- GIVEN TEXT

________________________

Society has taught us that a traditional, adversarial trial is the only civilized method of dispute resolution. But this system tends to have only one winner, with the other party necessarily being the loser. In the last decade, more and more people have voiced their dissatisfaction with this situation, and are demanding alternative methods of resolving disputes. The term "ADR" has been used for at least 30 years in North America, and refers to Alternative Dispute Resolution, including mediation and arbitration.


Mediation is a sophisticated form of negotiation, facilitated by a mutually-acceptable third-party mediator. A mediator has no authoritative decision-making power; his purpose is to assist the disputing parties in voluntarily reaching their own mutually acceptable settlement of some or all the issues in dispute.


Arbitration is a voluntary contractual process, and the impartial third party (the arbitrator) must be agreed to by both parties. The arbitrator has decision-making authority. In arbitration, the arbitrator hears the arguments of both parties, and issues a ruling that is legally binding.

Why Choose ADR?

Traditional litigation can be costly, time-consuming and destructive to existing relationships, and it invariably leaves one party dissatisfied with the outcome. By turning to ADR, parties enjoy many benefits, including:
  • Costs: ADR methods often cost less than litigation.
  • Confidentiality: ADR methods are private and confidential.
  • Speed: ADR alternatives are typically faster than litigation. Quick resolution of a dispute can be an important objective, particularly when a business relationship continues while a dispute is being resolved.
  • Risk Reduction: Court decisions are unpredictable as opposed to a mediated settlement. To be fair, arbitrated settlements are also unpredictable.
  • Expertise of Decision Maker: A decision maker who has some expertise in a particular field may lower costs and increase the chances of a fair and reasonable resolution of a dispute.
  • Promotion of Continuing Business Relations: It is often important for corporations to preserve long-term relationships and keep hostilities to a minimum. ADR proceedings tend to be less adversarial and hostile than litigation.

________________________

- GIVEN DATA
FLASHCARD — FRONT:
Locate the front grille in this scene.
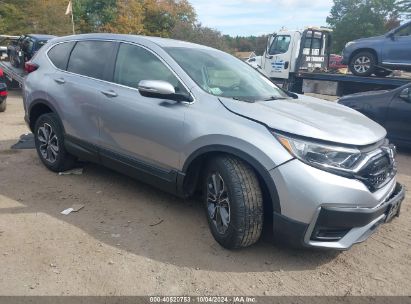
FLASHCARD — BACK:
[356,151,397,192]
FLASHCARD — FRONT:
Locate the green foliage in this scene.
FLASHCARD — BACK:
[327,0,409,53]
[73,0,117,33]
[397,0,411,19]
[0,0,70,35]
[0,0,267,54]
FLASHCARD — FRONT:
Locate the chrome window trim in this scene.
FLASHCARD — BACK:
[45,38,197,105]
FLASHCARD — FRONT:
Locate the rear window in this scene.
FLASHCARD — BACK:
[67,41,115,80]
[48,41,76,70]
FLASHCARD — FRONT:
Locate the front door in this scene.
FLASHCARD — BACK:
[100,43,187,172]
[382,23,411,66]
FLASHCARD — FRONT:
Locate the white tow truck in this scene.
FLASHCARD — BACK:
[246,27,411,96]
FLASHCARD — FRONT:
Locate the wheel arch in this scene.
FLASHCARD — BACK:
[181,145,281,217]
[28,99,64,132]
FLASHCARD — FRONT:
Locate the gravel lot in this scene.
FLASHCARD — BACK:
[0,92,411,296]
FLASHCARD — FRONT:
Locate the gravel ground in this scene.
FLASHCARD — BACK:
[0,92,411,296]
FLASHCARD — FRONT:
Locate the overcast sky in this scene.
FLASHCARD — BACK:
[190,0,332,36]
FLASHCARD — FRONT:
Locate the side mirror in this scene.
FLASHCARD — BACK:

________________________

- TASKS TO CARRY OUT
**A.** Answer these questions using the text on dispute resolution.
(i) For at least how many years has the term "ADR" been used in North America?
(ii) What kind of power does a mediator not have?
(iii) How does the text describe the ruling an arbitrator issues?
**B.** Rewrite the text on dispute resolution starting at "Mediation is a" and ending at "is legally binding.", using "refined" in place of "sophisticated".
Work only from the text on dispute resolution.

- SOLUTION SET
**A.**
(i) At least 30 years.
(ii) Authoritative decision-making power.
(iii) As legally binding.

**B.**
Mediation is a refined form of negotiation, facilitated by a mutually-acceptable third-party mediator. A mediator has no authoritative decision-making power; his purpose is to assist the disputing parties in voluntarily reaching their own mutually acceptable settlement of some or all the issues in dispute.


Arbitration is a voluntary contractual process, and the impartial third party (the arbitrator) must be agreed to by both parties. The arbitrator has decision-making authority. In arbitration, the arbitrator hears the arguments of both parties, and issues a ruling that is legally binding.